Countless times during the past two years as the eurozone crisis raged, Nicolas Sarkozy, the French president, has stood side by side with Angela Merkel, German chancellor, anxious to present the image of an equal partnership battling to save the single currency.

Now, it seems, Ms Merkel and the example of Germany are set to play a central role in Mr Sarkozy’s battle to save his presidency as he faces an uphill struggle to win re-election in the spring.

In a 70-minute television interview on Sunday night, Mr Sarkozy acknowledged with striking frankness that, in economic terms at least, France badly lagged behind its neighbour and must swallow German medicine if it was to recover lost economic prowess.

This followed an announcement earlier in the day from Berlin that Ms Merkel intended to join Mr Sarkozy on the campaign trail. Her Christian Democratic Union, meanwhile, issued an extraordinarily supportive statement after Hermann Gröhe, the party’s secretary-general, attended a meeting of Mr Sarkozy’s fellow centre-right UMP party.

————————

• TASK DETAILS
Please reproduce the article on Sarkozy and Merkel word for word, in full. The rows that come next have no connection to the article.

[Stored entries]
————————

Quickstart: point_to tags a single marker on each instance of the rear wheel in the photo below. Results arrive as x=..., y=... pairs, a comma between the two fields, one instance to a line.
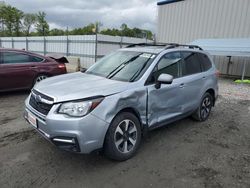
x=203, y=112
x=123, y=137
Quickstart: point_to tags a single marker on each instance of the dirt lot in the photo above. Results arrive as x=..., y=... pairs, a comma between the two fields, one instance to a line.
x=215, y=153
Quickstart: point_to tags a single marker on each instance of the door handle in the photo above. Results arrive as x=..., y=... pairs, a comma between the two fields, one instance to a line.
x=181, y=85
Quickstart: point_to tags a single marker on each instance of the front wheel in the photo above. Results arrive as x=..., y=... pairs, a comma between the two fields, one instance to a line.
x=123, y=137
x=203, y=112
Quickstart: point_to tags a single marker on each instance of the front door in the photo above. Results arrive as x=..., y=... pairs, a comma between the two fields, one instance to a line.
x=166, y=102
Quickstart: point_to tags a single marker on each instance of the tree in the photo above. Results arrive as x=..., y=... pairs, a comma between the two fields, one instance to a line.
x=28, y=21
x=42, y=26
x=11, y=18
x=18, y=15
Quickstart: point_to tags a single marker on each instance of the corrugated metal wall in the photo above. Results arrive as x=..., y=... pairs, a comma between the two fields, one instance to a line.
x=189, y=20
x=83, y=46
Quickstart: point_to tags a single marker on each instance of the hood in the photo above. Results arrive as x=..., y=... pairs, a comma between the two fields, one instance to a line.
x=79, y=85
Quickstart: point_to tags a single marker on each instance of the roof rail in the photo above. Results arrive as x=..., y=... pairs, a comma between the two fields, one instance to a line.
x=166, y=45
x=146, y=44
x=183, y=45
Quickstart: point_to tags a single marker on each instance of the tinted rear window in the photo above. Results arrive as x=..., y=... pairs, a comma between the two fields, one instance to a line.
x=12, y=57
x=190, y=64
x=205, y=62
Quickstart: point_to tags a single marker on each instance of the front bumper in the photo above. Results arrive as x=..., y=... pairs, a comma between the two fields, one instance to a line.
x=82, y=135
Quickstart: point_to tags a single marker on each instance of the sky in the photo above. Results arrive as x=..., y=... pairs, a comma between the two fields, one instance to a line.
x=78, y=13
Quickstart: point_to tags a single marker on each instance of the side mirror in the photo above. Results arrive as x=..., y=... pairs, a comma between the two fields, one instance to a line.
x=164, y=79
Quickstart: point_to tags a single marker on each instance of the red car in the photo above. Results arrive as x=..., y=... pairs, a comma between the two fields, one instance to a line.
x=20, y=69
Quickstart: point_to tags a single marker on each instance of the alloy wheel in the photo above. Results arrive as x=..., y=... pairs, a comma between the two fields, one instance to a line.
x=125, y=136
x=206, y=107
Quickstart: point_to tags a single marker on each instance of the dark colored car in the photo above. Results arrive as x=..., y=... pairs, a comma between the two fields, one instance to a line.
x=20, y=69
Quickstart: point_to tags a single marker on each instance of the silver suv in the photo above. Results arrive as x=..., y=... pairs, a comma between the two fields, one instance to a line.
x=123, y=95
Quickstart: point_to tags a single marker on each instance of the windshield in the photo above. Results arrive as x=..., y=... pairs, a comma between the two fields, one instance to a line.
x=122, y=65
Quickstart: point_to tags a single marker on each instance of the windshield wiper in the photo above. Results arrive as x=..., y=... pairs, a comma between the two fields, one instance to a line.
x=121, y=66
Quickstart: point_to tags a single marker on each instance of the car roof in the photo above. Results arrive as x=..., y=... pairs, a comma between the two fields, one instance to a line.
x=22, y=51
x=148, y=49
x=158, y=48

————————

• RESULT FOR THIS TASK
Countless times during the past two years as the eurozone crisis raged, Nicolas Sarkozy, the French president, has stood side by side with Angela Merkel, German chancellor, anxious to present the image of an equal partnership battling to save the single currency.

Now, it seems, Ms Merkel and the example of Germany are set to play a central role in Mr Sarkozy’s battle to save his presidency as he faces an uphill struggle to win re-election in the spring.

In a 70-minute television interview on Sunday night, Mr Sarkozy acknowledged with striking frankness that, in economic terms at least, France badly lagged behind its neighbour and must swallow German medicine if it was to recover lost economic prowess.

This followed an announcement earlier in the day from Berlin that Ms Merkel intended to join Mr Sarkozy on the campaign trail. Her Christian Democratic Union, meanwhile, issued an extraordinarily supportive statement after Hermann Gröhe, the party’s secretary-general, attended a meeting of Mr Sarkozy’s fellow centre-right UMP party.